Erster Sieg für HSK 29

Unsere weite Anreise nach Pinneberg wurde mit unserem ersten Sieg belohnt. Der Start konnte nicht besser sein:
Andreas setzte seinen Gegner an Brett 7 schon nach 10 Minuten auf f7 matt (1. e4 e5 2. Sf3 Sc6 3. Lc4 Sd4 4. c3 Sxf3 5. Df3 Lc5 6. Dxf7 matt) und bescherte uns eine Führung im Rekordtempo. Den schwarzen Springer in der Eröffnung drei Mal hintereinander zu ziehen und dann zur Unzeit, nämlich wenn Weiß Dame und Läufer herausgebracht hat, an die Läuferentwicklung zu denken, konnte nicht ungestraft bleiben.

Georgs Gegner eröffnete an Brett 2 nach Art eines verzögerten sizilianischen Flügelgambits (1. e4 c5 2. Sf3 Sc6 3. a3), verzichtete dann aber auf d4. Beiden Spielern war danach nicht mehr nach Feindberührung im Zentrum zumute. Georg ließ sich nach Lf4 zu e5 provozieren, wodurch die Spannung im Zentrum aufgehoben war. Weder konnte sein Gegner jemals noch an d4 denken, noch hätte Georg sinnvoll am Damenflügel mit b5 angreifen können. Weiß seinerseits machte aber auch keine Anstalten, einen Springer auf d5 zu platzieren und damit Georg zu einem Abtausch seines b7-Fianchetto-Läufers zu nötigen. Nachdem beide nur noch ihre Damen hin- und her zogen, war das Remis durch dreifache Zugwiederholung keine Überraschung. 1,5 zu 0,5 für uns.

Wie sah Georg sein Spiel? Dazu lasse ich ihn selbst zu Wort kommen:
„Zunächst war ich irritiert vom Stil meines Gegners, der in einer e4-Eröffnung gegen einen Sizilianer, die zu einem aggressiven Vorgehen einlädt, derart defensiv agiert. Merkmale der ersten Züge: d3 geschlossene Variante/ Bauer a3 und h3/ schwarzfeldriger Läufer auf d2! Von da an keinen einzigen Bauernzug mehr gemacht, sein Spiel bestand in Wesentlichen im Auf- und Abschieben des schwarzfeldrigen Läufers auf der Diagonale d2 - g5. Da wäre frühes h6 sinnvoll  gewesen (12. -17. Zug).

━━━━

[DEINE AUFGABE] Übertrage diesen Satz aus dem Schachbericht ins Englische: „Beiden Spielern war danach nicht mehr nach Feindberührung im Zentrum zumute.“

[Einträge des Datensatzes]
━━━━

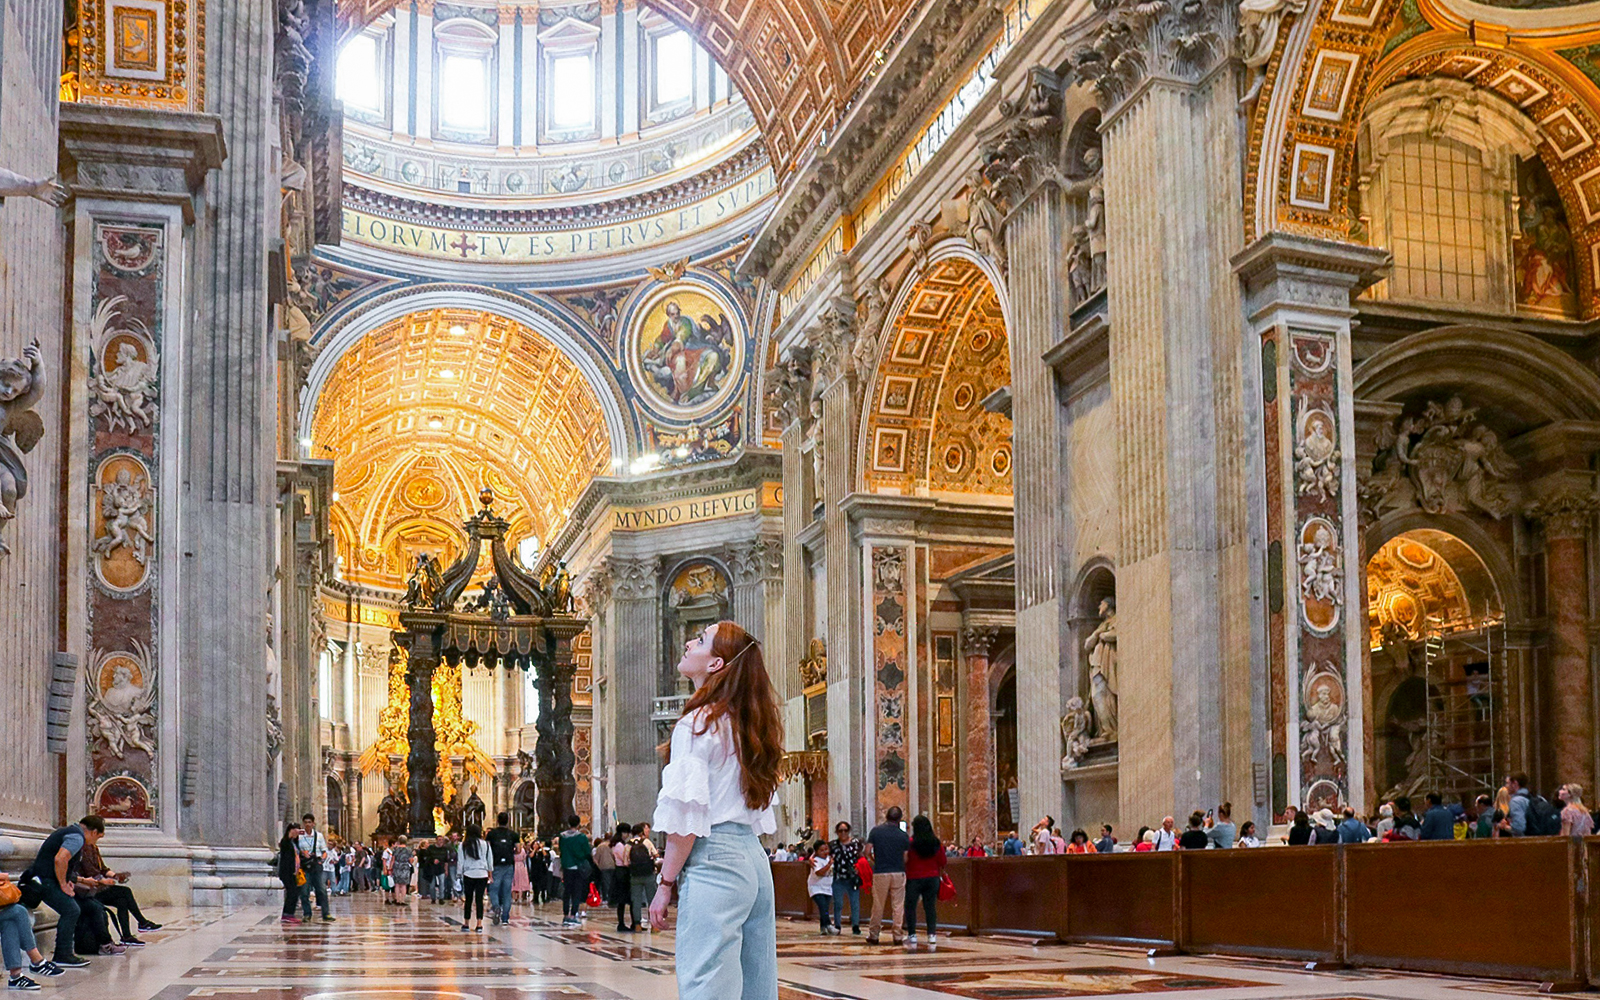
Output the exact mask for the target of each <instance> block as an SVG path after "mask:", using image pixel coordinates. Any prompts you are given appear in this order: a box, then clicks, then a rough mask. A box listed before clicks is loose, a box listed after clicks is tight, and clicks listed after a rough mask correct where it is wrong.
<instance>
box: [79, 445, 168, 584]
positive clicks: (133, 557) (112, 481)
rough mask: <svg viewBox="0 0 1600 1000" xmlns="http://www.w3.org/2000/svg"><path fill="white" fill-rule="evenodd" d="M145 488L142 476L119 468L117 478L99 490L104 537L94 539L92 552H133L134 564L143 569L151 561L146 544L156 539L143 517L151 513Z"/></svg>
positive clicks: (105, 555)
mask: <svg viewBox="0 0 1600 1000" xmlns="http://www.w3.org/2000/svg"><path fill="white" fill-rule="evenodd" d="M147 485H149V483H146V480H144V477H142V475H138V477H136V475H133V470H130V469H118V470H117V478H114V480H112V482H109V483H106V485H102V486H101V488H99V491H101V517H102V518H104V522H106V528H104V530H106V534H101V536H99V538H96V539H94V544H93V546H91V549H93V550H94V552H99V554H101V555H104V557H109V555H110V554H112V552H115V550H117V549H133V562H136V563H139V565H141V566H142V565H146V563H147V562H149V560H150V555H149V552H147V550H146V544H150V542H155V536H154V534H150V522H149V518H147V517H146V514H149V512H150V498H149V491H147Z"/></svg>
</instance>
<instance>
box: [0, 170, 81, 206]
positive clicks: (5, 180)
mask: <svg viewBox="0 0 1600 1000" xmlns="http://www.w3.org/2000/svg"><path fill="white" fill-rule="evenodd" d="M13 197H14V198H35V200H38V202H43V203H45V205H50V206H51V208H61V206H62V205H66V203H67V189H66V187H62V186H61V182H59V181H56V178H53V176H51V178H24V176H22V174H19V173H11V171H10V170H5V168H0V198H13Z"/></svg>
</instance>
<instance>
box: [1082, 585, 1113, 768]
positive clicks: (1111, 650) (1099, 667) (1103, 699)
mask: <svg viewBox="0 0 1600 1000" xmlns="http://www.w3.org/2000/svg"><path fill="white" fill-rule="evenodd" d="M1099 614H1101V624H1099V626H1098V627H1096V629H1094V630H1093V632H1090V637H1088V638H1085V640H1083V648H1085V650H1088V653H1090V701H1091V702H1093V704H1094V720H1096V731H1094V736H1096V738H1098V739H1102V741H1107V742H1110V741H1115V739H1117V602H1115V600H1112V598H1110V597H1107V598H1106V600H1102V602H1101V606H1099Z"/></svg>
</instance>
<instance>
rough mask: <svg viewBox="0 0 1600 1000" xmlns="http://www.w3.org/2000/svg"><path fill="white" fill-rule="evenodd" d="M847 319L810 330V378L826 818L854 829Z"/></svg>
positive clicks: (859, 799)
mask: <svg viewBox="0 0 1600 1000" xmlns="http://www.w3.org/2000/svg"><path fill="white" fill-rule="evenodd" d="M851 322H853V310H851V312H850V314H846V312H843V310H840V312H829V314H826V315H824V318H822V320H821V322H819V326H818V328H816V331H814V338H813V341H814V344H816V358H814V365H813V374H814V379H816V387H818V392H819V394H821V398H822V413H821V418H819V419H821V421H822V427H821V432H819V435H821V442H822V450H824V454H822V482H821V483H813V488H814V490H816V491H818V498H819V499H821V502H822V525H824V560H826V570H827V573H826V579H827V594H826V614H827V619H826V622H822V629H819V630H821V632H822V635H824V638H826V640H827V750H829V757H830V763H832V766H830V770H829V779H827V797H829V805H830V808H832V814H834V816H837V818H848V819H850V821H851V822H854V824H858V826H859V824H861V822H864V821H866V819H867V818H869V811H870V810H872V800H874V789H875V781H874V773H872V768H870V766H869V755H867V738H869V726H870V725H874V718H872V714H870V709H869V704H870V702H869V701H867V699H866V691H867V688H869V686H870V678H869V677H867V675H866V674H867V666H866V662H867V661H866V659H864V653H866V651H864V648H862V643H864V640H862V630H861V616H862V594H864V590H862V587H866V586H867V584H866V582H864V578H862V566H861V546H859V542H856V541H854V539H853V538H851V533H850V531H851V528H850V515H848V514H846V512H845V509H843V501H845V498H846V496H850V494H851V493H853V491H854V485H856V467H854V458H856V446H854V429H856V418H858V398H856V373H854V370H853V368H851V365H850V363H848V354H850V344H851Z"/></svg>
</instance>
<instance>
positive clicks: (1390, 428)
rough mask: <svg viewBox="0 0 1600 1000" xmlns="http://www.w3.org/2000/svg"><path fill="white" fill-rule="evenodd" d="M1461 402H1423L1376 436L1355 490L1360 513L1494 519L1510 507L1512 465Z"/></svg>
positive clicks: (1505, 449) (1455, 399)
mask: <svg viewBox="0 0 1600 1000" xmlns="http://www.w3.org/2000/svg"><path fill="white" fill-rule="evenodd" d="M1477 414H1478V410H1477V406H1467V405H1466V403H1464V402H1462V400H1461V397H1459V395H1458V397H1451V398H1450V400H1446V402H1445V403H1438V402H1430V403H1427V406H1426V408H1424V411H1422V413H1419V414H1413V416H1402V418H1400V419H1398V421H1395V424H1394V426H1390V427H1384V429H1381V430H1379V434H1378V453H1376V454H1374V456H1373V474H1371V475H1370V477H1366V480H1365V482H1363V483H1362V485H1360V496H1362V502H1363V507H1365V509H1366V514H1370V515H1373V517H1381V515H1382V514H1387V512H1390V510H1402V509H1405V507H1410V506H1418V507H1421V509H1422V510H1426V512H1429V514H1466V512H1469V510H1478V512H1482V514H1488V515H1490V517H1493V518H1494V520H1499V518H1502V517H1506V514H1509V512H1510V510H1512V509H1514V507H1515V504H1517V493H1518V491H1517V486H1514V485H1512V482H1510V477H1512V475H1514V474H1515V472H1517V461H1515V459H1514V458H1510V454H1507V453H1506V448H1504V446H1501V443H1499V435H1496V434H1494V432H1493V430H1490V429H1488V427H1486V426H1483V424H1482V422H1478V419H1477Z"/></svg>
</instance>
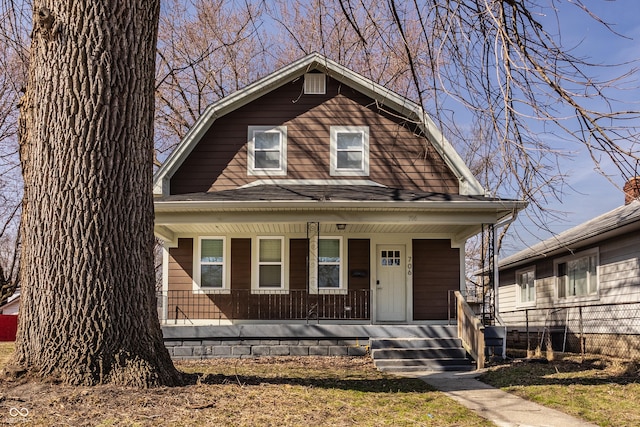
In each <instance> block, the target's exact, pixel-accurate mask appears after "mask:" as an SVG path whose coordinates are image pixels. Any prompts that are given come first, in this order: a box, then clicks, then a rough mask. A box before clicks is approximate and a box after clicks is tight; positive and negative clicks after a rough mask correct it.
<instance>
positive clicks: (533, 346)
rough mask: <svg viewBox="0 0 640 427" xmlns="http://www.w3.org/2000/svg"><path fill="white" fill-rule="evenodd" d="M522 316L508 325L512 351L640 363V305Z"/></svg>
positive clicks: (541, 312) (526, 312) (604, 305)
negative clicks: (615, 357)
mask: <svg viewBox="0 0 640 427" xmlns="http://www.w3.org/2000/svg"><path fill="white" fill-rule="evenodd" d="M522 313H523V314H524V319H522V320H519V321H518V322H517V324H516V322H507V348H508V349H527V350H530V351H535V350H538V349H539V350H541V351H546V350H548V349H552V350H553V351H554V352H570V353H582V354H584V353H597V354H606V355H609V356H614V357H622V358H629V359H640V303H618V304H600V305H587V304H584V305H575V306H564V307H557V308H547V309H533V308H532V309H526V310H522ZM511 314H513V313H511ZM520 322H522V323H520Z"/></svg>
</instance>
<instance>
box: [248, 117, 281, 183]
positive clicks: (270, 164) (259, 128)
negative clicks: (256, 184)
mask: <svg viewBox="0 0 640 427" xmlns="http://www.w3.org/2000/svg"><path fill="white" fill-rule="evenodd" d="M248 138H249V141H248V145H247V173H248V174H249V175H286V174H287V127H286V126H249V135H248Z"/></svg>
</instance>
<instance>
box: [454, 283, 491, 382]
mask: <svg viewBox="0 0 640 427" xmlns="http://www.w3.org/2000/svg"><path fill="white" fill-rule="evenodd" d="M455 296H456V306H457V318H458V337H459V338H460V339H461V340H462V345H463V347H464V348H465V350H466V351H467V352H468V353H469V354H470V355H471V357H473V358H474V359H475V361H476V367H477V368H478V369H482V368H484V352H485V351H484V326H483V325H482V322H481V321H480V319H478V317H477V316H476V314H475V313H474V312H473V310H472V309H471V307H469V304H467V302H466V301H465V299H464V297H463V296H462V294H461V293H460V292H459V291H456V292H455Z"/></svg>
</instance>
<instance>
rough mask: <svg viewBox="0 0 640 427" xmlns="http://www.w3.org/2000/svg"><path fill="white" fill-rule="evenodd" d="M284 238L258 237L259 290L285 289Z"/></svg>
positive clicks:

━━━━

[AUFGABENERGEBNIS] After that, neither player was in the mood for contact with the enemy in the center.